- Activity 1:
According to the IMF notice on Qatar, by about how much did Qatar's real GDP grow in 2006?

- Exercise passage:
--- START ---

IMF Executive Board Concludes 2007 Article IV Consultation with Qatar

Public Information Notice (PIN) No. 07/141
December 14, 2007

Public Information Notices (PINs) form part of the IMF's efforts to promote transparency of the IMF's views and analysis of economic developments and policies. With the consent of the country (or countries) concerned, PINs are issued after Executive Board discussions of Article IV consultations with member countries, of its surveillance of developments at the regional level, of post-program monitoring, and of ex post assessments of member countries with longer-term program engagements. PINs are also issued after Executive Board discussions of general policy matters, unless otherwise decided by the Executive Board in a particular case.

On November 26, 2007, the Executive Board of the International Monetary Fund (IMF) concluded the Article IV consultation with Qatar.1

Background

Qatar's economic performance was strong in 2006, with real GDP growing by about 10 percent driven by increased production of liquefied natural gas, and strong activity in the construction and financial services sectors. Inflation reached close to 12 percent in 2006, partly reflecting supply bottlenecks. The external current account recorded a surplus of about 31 percent of GDP, as the increase in hydrocarbon exports offset a rise in imports owing to the initiation of large mega projects. The financial account showed large outflows, reflecting a buildup of external assets by the government, and the financial, corporate, and household sectors. Gross official reserves of the central bank (excluding government's external assets) increased by about US$0.8 billion in 2006, to US$5.4 billion by year's end.

Notwithstanding large increases in salaries and outlays on goods and services, the overall fiscal surplus remained at about 9 percent of GDP, as hydrocarbon revenue surged in line with oil prices. Broad money growth was about 40 percent in both 2005 and 2006, fueled by large foreign exchange inflows, public expenditure, and strong growth in credit to the private sector. While the macro-prudential indicators of the banking sector remain strong, maturity mismatches may have grown given the long-term nature of loans for infrastructure and construction projects. Banks have been putting into place risk management frameworks to implement Basle II during 2007. Equity markets remained volatile in 2006, with the Doha Securities Market index experiencing a significant correction that partially reversed the 70 percent increase experienced in 2005.

--- END ---

- Data for the task:

--- START ---

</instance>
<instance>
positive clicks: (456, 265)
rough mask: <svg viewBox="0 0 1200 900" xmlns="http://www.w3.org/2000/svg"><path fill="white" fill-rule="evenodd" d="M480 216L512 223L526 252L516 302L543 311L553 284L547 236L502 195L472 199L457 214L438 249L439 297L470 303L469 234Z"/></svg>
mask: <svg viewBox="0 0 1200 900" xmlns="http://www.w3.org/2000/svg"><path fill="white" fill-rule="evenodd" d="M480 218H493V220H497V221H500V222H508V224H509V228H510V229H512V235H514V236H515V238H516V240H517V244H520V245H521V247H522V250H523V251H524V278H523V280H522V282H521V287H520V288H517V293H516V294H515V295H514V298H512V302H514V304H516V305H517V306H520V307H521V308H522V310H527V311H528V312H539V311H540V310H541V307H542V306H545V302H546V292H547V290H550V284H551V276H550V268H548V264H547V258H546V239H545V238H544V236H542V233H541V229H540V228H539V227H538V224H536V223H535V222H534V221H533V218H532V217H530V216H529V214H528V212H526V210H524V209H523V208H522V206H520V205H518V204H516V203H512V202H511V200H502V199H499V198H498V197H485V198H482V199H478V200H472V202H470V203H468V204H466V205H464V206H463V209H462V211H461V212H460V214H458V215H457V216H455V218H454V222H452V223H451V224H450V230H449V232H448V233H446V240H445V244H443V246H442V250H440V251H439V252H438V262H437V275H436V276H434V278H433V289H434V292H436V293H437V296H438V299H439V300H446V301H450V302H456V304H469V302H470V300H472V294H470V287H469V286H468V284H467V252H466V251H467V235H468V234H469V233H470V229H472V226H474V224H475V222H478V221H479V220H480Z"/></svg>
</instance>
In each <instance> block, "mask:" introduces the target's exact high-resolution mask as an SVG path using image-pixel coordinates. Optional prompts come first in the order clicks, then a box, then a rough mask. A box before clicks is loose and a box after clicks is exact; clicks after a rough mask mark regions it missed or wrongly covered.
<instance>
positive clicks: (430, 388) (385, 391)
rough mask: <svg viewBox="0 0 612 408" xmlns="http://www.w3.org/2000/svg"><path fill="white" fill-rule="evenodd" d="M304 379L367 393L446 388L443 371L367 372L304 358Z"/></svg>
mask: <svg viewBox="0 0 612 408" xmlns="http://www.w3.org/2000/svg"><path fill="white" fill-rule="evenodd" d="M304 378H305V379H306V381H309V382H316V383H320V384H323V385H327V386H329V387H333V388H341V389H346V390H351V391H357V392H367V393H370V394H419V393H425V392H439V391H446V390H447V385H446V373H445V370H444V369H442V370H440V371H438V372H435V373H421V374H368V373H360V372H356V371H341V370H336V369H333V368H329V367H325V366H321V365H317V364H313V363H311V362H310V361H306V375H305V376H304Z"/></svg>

--- END ---

- Activity 2:
Return every line of the records that contains the string "positive".

- Output 1:
About 10 percent.

- Output 2:
positive clicks: (456, 265)
positive clicks: (430, 388) (385, 391)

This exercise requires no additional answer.